** START Text to read **
Figure 4. Delay detection paradigm. Upper panel: Integrated percept. Lower panel: Segregated percept. See text for details. Adapted from Roberts et al. (2002).

The delay detection paradigm has been introduced by Roberts et al. (2002). The stimulus is a sequence of alternating tones. The beginning of each sequence is isochronous, i.e. the tones emitted by S2 (the upper stream in Figure 4) are centred between the tones emitted by S1. In the present case, tones are syllables, and each syllable is preceded and followed by 100 ms in the isochronous portion. Then comes a transition portion where the tones coming from S2 are progressively delayed up to the third portion where S2 tones are constantly delayed by dT. When the percept is integrated, i.e. the tones coming from S1 and S2 are fused in a single auditory stream, the delay of the S2 tone is relatively easy to detect since it is compared to the previous S1 tone. But when the percept is segregated, then the detection of the delay becomes harder because the time reference is the previous S2 tone. Measuring the detection threshold for this delay provides an objective evaluation of the state of segregation: larger thresholds mean stronger streaming.

The 24 syllables for each sequence used are randomly chosen from a set of 50 (5 vowels: /a, e, i, o, u/ and 10 consonants: /b, d, f, g, h, k, l, m, n, p/). The stimuli are presented in a 3 down-1 up, 2I2AFC procedure to determine the dT which yields 79%-correct on the psychometric function, defined as the detection threshold. The procedure of Roberts et al. (2002) has been adapted to the syllables. Notably, the duration of the items have been substantially increased (180 ms), and so has been the duration of the silence between each item (100 ms). This paradigm has been use for the Acoustic Scale condition only.

Possible issue to the adaptation to speech: the onset of the syllable varies with the consonant and generally less clearly defined than for a pure or complex tone. That's why the silence has been increased between the items. This is somewhat attenuated by the fact that the judgement occurs on a number of pairs that involve different consonants. However, extra-care might be taken by building the sequences considering the importance of the last consonants.

Repeated syllable paradigm

Figure 5. ‎Repeated syllable paradigm. The sequence is composed of random syllables (alternating speakers) with no repetition except once in the Repetition portion. This repetition is perceived only if the percept is integrated.
** END Text to read **
** START Recorded data **
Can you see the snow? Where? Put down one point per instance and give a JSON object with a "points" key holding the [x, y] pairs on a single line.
** END Recorded data **
** Directions **
[a] From the delay detection passage above, transcribe the text from "Figure 5. ‎Repeated syllable" to "percept is integrated.".
[b] According to the delay detection passage above, how long is each syllable in the version adapted to speech?

** Final answers **
[a]
Figure 5. ‎Repeated syllable paradigm. The sequence is composed of random syllables (alternating speakers) with no repetition except once in the Repetition portion. This repetition is perceived only if the percept is integrated.

[b] 180 ms.